I think it's very sad and obviously there is a huge sense of loss but I don't think it's tragic. My perspective is in the last 6 months my own Mum has been diagnosed with inoperable cancer at age 56 - this came like a bolt from the blue, she hasn't been suffering with it from some time, simply had displayed some symptoms (initially thought to be minor) and after much investigation was told it was a rare form of cancer and that it can't be treated other than through palliative care. We don't think she has much longer than a year left although it's any body's guess and she is doing okay for the time being, every day is a blessing, and every milestone is an achievement - and she'll make her 57th birthday which last summer I didn't think she would.

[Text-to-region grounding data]

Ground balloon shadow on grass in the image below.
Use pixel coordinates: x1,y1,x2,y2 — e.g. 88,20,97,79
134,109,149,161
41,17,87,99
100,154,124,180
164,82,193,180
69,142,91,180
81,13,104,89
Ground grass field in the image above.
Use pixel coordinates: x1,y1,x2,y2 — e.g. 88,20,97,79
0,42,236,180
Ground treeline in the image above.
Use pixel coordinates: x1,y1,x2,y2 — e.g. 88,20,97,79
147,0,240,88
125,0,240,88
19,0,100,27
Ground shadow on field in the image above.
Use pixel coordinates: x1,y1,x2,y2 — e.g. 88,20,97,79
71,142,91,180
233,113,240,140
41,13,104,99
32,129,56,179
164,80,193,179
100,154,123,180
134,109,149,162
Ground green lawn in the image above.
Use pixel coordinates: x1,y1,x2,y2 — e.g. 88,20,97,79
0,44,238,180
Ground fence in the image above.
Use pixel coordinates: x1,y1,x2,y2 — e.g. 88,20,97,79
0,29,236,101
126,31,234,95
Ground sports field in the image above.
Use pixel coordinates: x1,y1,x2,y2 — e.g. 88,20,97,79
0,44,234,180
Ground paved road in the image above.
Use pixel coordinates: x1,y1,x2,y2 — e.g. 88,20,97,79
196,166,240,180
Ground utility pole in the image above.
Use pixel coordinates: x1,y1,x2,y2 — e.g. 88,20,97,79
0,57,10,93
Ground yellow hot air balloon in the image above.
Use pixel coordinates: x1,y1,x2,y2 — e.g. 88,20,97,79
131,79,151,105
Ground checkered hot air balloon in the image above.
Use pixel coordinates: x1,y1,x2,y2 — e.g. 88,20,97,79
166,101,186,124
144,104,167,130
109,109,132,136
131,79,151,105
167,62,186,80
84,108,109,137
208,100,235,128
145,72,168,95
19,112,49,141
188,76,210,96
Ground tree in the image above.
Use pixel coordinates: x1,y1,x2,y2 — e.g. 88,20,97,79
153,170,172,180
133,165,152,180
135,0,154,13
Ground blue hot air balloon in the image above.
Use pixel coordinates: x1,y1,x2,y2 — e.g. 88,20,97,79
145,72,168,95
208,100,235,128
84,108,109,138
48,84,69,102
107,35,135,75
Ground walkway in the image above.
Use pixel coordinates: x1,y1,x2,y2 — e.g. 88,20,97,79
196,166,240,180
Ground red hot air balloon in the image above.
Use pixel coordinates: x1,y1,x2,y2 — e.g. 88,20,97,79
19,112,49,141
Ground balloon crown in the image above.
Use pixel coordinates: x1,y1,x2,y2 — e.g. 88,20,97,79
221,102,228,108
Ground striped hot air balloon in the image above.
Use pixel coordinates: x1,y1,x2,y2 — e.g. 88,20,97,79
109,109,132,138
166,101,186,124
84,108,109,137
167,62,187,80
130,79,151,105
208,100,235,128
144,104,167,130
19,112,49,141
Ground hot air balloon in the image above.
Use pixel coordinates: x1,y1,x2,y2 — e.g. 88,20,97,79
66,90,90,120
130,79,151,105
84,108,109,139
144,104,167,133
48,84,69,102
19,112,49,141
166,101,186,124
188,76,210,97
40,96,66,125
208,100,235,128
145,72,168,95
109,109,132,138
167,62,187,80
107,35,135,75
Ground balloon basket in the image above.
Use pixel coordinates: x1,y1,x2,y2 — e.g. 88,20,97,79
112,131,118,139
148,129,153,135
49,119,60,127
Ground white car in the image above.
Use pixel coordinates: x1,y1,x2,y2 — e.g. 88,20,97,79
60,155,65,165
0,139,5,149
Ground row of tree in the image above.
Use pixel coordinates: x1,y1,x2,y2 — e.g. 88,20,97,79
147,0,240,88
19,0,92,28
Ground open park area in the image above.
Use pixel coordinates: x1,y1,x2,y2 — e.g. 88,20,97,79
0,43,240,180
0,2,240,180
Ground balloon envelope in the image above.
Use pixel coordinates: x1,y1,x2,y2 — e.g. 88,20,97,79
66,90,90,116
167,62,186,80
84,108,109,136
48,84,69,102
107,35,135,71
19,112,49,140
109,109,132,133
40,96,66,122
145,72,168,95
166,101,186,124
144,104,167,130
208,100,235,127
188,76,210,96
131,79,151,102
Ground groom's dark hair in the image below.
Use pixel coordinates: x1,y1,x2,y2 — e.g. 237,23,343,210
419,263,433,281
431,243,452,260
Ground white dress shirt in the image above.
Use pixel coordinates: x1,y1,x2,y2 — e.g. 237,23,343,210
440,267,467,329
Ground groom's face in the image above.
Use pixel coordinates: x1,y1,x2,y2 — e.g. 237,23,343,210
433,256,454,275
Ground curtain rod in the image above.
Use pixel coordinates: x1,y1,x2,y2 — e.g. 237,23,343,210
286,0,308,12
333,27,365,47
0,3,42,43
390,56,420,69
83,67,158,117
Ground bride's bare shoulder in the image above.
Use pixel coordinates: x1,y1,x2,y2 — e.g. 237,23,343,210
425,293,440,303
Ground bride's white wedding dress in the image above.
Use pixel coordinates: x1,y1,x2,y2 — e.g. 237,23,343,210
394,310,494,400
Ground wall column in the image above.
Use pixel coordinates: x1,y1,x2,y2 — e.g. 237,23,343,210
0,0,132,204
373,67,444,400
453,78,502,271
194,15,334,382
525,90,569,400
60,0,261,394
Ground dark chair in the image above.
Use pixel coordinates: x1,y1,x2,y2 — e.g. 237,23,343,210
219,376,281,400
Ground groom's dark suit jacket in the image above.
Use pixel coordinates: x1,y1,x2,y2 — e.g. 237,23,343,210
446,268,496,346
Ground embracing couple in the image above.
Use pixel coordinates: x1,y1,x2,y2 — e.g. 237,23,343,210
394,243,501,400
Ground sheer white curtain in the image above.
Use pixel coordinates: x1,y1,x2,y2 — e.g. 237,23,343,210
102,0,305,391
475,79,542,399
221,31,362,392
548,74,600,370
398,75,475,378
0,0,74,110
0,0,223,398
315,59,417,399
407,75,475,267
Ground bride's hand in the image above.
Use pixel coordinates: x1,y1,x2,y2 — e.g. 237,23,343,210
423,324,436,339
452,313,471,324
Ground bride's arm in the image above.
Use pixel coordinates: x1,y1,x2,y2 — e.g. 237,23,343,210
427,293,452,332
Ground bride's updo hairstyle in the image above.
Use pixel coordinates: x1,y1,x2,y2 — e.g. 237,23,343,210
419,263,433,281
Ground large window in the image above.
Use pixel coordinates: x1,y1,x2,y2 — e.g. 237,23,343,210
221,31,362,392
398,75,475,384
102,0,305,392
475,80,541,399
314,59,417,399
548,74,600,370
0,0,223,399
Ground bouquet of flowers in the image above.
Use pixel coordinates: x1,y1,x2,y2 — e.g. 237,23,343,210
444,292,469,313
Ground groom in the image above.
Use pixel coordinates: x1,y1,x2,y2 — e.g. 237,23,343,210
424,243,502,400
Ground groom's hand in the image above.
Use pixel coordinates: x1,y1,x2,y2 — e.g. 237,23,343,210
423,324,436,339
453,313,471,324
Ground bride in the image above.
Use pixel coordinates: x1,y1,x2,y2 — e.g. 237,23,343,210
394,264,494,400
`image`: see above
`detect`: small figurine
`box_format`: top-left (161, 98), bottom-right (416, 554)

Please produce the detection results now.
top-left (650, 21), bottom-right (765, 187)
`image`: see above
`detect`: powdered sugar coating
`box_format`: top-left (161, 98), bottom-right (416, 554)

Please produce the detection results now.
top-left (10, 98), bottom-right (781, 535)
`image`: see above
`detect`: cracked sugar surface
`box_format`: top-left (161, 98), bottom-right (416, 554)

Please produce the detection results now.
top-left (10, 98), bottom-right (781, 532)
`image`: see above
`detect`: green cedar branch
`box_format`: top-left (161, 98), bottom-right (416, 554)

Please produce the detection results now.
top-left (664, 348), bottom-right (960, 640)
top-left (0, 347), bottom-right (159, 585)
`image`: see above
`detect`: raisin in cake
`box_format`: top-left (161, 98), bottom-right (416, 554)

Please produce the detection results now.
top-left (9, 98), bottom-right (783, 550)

**Your instructions:**
Quote the passage about a mother's cancer diagnosis, starting at "I think it's" and ending at "think she would.".

**Exercise answer:**
I think it's very sad and obviously there is a huge sense of loss but I don't think it's tragic. My perspective is in the last 6 months my own Mum has been diagnosed with inoperable cancer at age 56 - this came like a bolt from the blue, she hasn't been suffering with it from some time, simply had displayed some symptoms (initially thought to be minor) and after much investigation was told it was a rare form of cancer and that it can't be treated other than through palliative care. We don't think she has much longer than a year left although it's any body's guess and she is doing okay for the time being, every day is a blessing, and every milestone is an achievement - and she'll make her 57th birthday which last summer I didn't think she would.